* ACTION ITEM *
In the copy, leave out the pictures and repeat all records exactly.

* RECORDS TO PROCESS *
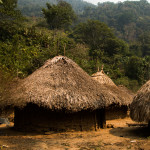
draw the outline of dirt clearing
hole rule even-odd
[[[107,121],[114,128],[89,132],[18,132],[0,125],[0,149],[2,150],[150,150],[150,130],[131,119]],[[128,124],[131,124],[128,127]]]

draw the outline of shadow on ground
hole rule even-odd
[[[148,127],[117,127],[109,131],[110,134],[118,137],[130,139],[145,139],[150,137],[150,128]]]
[[[0,127],[0,149],[7,150],[42,150],[48,149],[43,142],[41,132],[19,132],[13,126]]]
[[[0,127],[0,136],[30,136],[30,135],[42,135],[44,132],[21,132],[14,129],[13,126]]]

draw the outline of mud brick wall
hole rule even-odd
[[[97,130],[101,123],[101,114],[97,115],[97,112],[99,111],[65,113],[28,104],[24,109],[15,108],[14,127],[22,131]]]
[[[128,116],[127,106],[111,106],[106,108],[106,120],[123,119]]]

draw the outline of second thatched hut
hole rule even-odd
[[[134,97],[130,117],[137,122],[146,122],[150,127],[150,80],[141,87]]]
[[[133,94],[125,92],[118,88],[115,83],[104,73],[103,68],[92,75],[92,78],[96,80],[101,86],[111,91],[112,95],[119,98],[118,103],[112,103],[106,110],[106,120],[125,118],[128,116],[129,105],[132,102]]]

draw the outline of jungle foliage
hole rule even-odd
[[[72,6],[65,1],[60,1],[57,5],[49,3],[46,5],[47,9],[43,8],[42,12],[52,30],[67,28],[76,18]]]
[[[45,0],[46,2],[48,1]],[[146,1],[142,0],[139,3],[145,6]],[[69,6],[69,9],[62,7],[62,11],[56,11],[60,4]],[[95,14],[92,12],[104,4],[99,4],[98,7],[92,5],[89,15],[96,15],[96,12]],[[121,4],[124,6],[126,2]],[[112,9],[115,12],[115,8],[118,7],[116,5],[119,4],[110,3],[109,5],[115,6]],[[105,11],[105,14],[109,11],[110,9]],[[87,16],[87,19],[85,9],[82,13],[79,11],[80,15],[77,14],[77,10],[75,11],[80,21],[73,22],[75,14],[71,5],[66,1],[48,3],[47,8],[43,6],[42,12],[43,17],[25,18],[17,9],[16,0],[7,0],[7,3],[6,0],[0,2],[1,79],[10,76],[25,78],[42,66],[47,59],[56,55],[66,55],[73,59],[90,75],[104,64],[105,73],[117,85],[123,84],[133,91],[150,79],[150,30],[148,27],[144,32],[138,26],[136,29],[138,35],[131,41],[120,38],[123,34],[121,35],[121,28],[117,24],[114,24],[116,28],[114,29],[112,25],[108,26],[108,23],[97,18],[91,19]],[[51,15],[55,12],[57,15],[52,17]],[[114,15],[112,12],[109,14]],[[145,16],[148,16],[148,12],[143,15],[143,18]],[[58,24],[56,20],[62,23]],[[141,25],[142,23],[141,21]],[[127,30],[128,28],[124,31]],[[116,36],[118,33],[120,36]]]

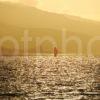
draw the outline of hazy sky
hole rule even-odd
[[[1,0],[36,5],[38,8],[100,21],[100,0]],[[37,1],[37,2],[36,2]]]

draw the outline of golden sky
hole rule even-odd
[[[29,6],[36,4],[40,9],[65,13],[83,18],[100,21],[100,0],[1,0],[24,3]]]

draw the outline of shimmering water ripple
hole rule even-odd
[[[0,100],[100,100],[100,59],[0,57]]]

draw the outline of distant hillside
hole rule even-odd
[[[83,53],[86,54],[86,46],[88,41],[100,34],[100,23],[85,20],[81,18],[75,18],[74,16],[61,15],[55,13],[49,13],[41,11],[34,7],[27,7],[19,4],[0,3],[0,38],[4,36],[12,36],[18,40],[20,44],[20,52],[23,53],[23,32],[25,29],[29,30],[29,35],[33,38],[32,43],[29,44],[29,51],[36,53],[36,37],[50,36],[55,39],[58,44],[60,53],[61,50],[61,36],[62,29],[67,30],[66,39],[70,36],[77,36],[82,40]],[[74,41],[70,42],[67,53],[76,53],[77,46],[74,45]],[[5,43],[2,47],[5,53],[13,51],[13,45],[11,43]],[[52,53],[52,45],[48,45],[48,42],[44,43],[41,47],[42,53]],[[100,55],[99,44],[96,43],[93,48],[93,52],[96,55]],[[9,52],[7,54],[10,54]]]

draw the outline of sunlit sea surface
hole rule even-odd
[[[0,100],[100,100],[100,58],[2,56]]]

* ANSWER AREA *
draw the outline of dirt clearing
hole rule even-odd
[[[107,121],[114,128],[89,132],[18,132],[0,125],[0,149],[2,150],[150,150],[150,130],[131,119]],[[128,124],[131,124],[128,127]]]

draw the outline of shadow on ground
hole rule even-odd
[[[148,127],[117,127],[109,131],[110,134],[118,137],[130,139],[145,139],[150,137],[150,128]]]
[[[0,127],[0,149],[7,150],[42,150],[48,149],[43,142],[41,132],[19,132],[13,126]]]
[[[0,127],[0,136],[30,136],[30,135],[42,135],[44,132],[21,132],[14,129],[13,126]]]

draw the outline of mud brick wall
hole rule even-odd
[[[97,130],[101,123],[101,114],[97,115],[97,112],[99,111],[65,113],[28,104],[24,109],[15,108],[14,127],[22,131]]]
[[[128,116],[127,106],[111,106],[106,108],[106,120],[123,119]]]

draw the outline of second thatched hut
hole rule even-odd
[[[134,97],[130,117],[137,122],[146,122],[150,127],[150,80],[141,87]]]
[[[133,94],[125,92],[118,88],[115,83],[104,73],[103,68],[92,75],[92,78],[96,80],[101,86],[111,91],[112,95],[119,98],[118,103],[112,103],[106,110],[106,120],[125,118],[128,116],[129,105],[132,102]]]

draw the outline of jungle foliage
hole rule even-odd
[[[72,6],[65,1],[60,1],[57,5],[49,3],[46,5],[47,9],[43,8],[42,12],[52,30],[67,28],[76,18]]]
[[[45,0],[46,2],[48,1]],[[146,1],[142,0],[139,3],[145,6]],[[69,6],[69,9],[62,7],[62,11],[56,11],[60,4]],[[95,14],[92,12],[104,4],[99,4],[98,7],[92,5],[89,15],[96,15],[96,12]],[[121,4],[124,6],[126,2]],[[112,9],[115,12],[115,8],[118,7],[116,5],[119,4],[110,3],[109,5],[115,6]],[[105,11],[105,14],[109,11],[110,9]],[[87,16],[87,19],[85,9],[82,13],[79,11],[80,15],[77,14],[77,10],[75,11],[80,21],[73,22],[75,14],[71,5],[66,1],[48,3],[47,8],[43,6],[42,12],[43,17],[25,18],[17,9],[16,0],[7,0],[7,3],[6,0],[0,2],[1,79],[10,76],[25,78],[42,66],[47,59],[56,55],[66,55],[73,59],[90,75],[104,64],[105,73],[117,85],[123,84],[133,91],[150,79],[150,30],[148,27],[144,32],[138,26],[136,29],[138,35],[131,41],[120,38],[123,34],[121,35],[121,28],[117,24],[114,24],[116,28],[114,29],[112,25],[108,26],[108,23],[97,18],[91,19]],[[51,15],[55,12],[57,15],[52,17]],[[114,15],[112,12],[109,14]],[[145,16],[148,16],[148,12],[143,15],[143,18]],[[58,24],[56,20],[62,23]],[[141,25],[142,23],[141,21]],[[127,30],[128,28],[124,31]],[[116,36],[118,33],[120,36]]]

draw the outline of hazy sky
hole rule even-odd
[[[1,0],[36,5],[38,8],[100,21],[100,0]],[[37,1],[37,2],[36,2]]]

draw the outline of golden sky
hole rule even-odd
[[[29,6],[36,4],[40,9],[65,13],[83,18],[100,21],[100,0],[1,0],[24,3]]]

draw the outline of shimmering water ripple
hole rule even-odd
[[[0,100],[100,100],[100,59],[0,57]]]

draw the outline of distant hillside
hole rule even-odd
[[[83,53],[86,54],[86,46],[88,41],[100,34],[100,23],[85,20],[81,18],[75,18],[74,16],[61,15],[55,13],[49,13],[41,11],[34,7],[27,7],[19,4],[0,3],[0,38],[4,36],[12,36],[18,40],[20,44],[20,52],[23,53],[23,32],[25,29],[29,30],[29,35],[33,38],[32,43],[29,44],[29,51],[36,53],[36,37],[50,36],[55,39],[58,44],[60,53],[61,50],[61,36],[62,29],[67,30],[66,39],[70,36],[77,36],[82,40]],[[74,41],[70,42],[67,53],[76,53],[77,46],[74,45]],[[5,43],[2,47],[5,53],[13,51],[13,45],[11,43]],[[52,53],[52,45],[48,45],[48,42],[44,43],[41,47],[42,53]],[[100,55],[99,44],[96,43],[93,48],[93,52],[96,55]],[[9,52],[7,54],[10,54]]]

draw the outline of sunlit sea surface
hole rule even-odd
[[[0,100],[100,100],[100,58],[2,56]]]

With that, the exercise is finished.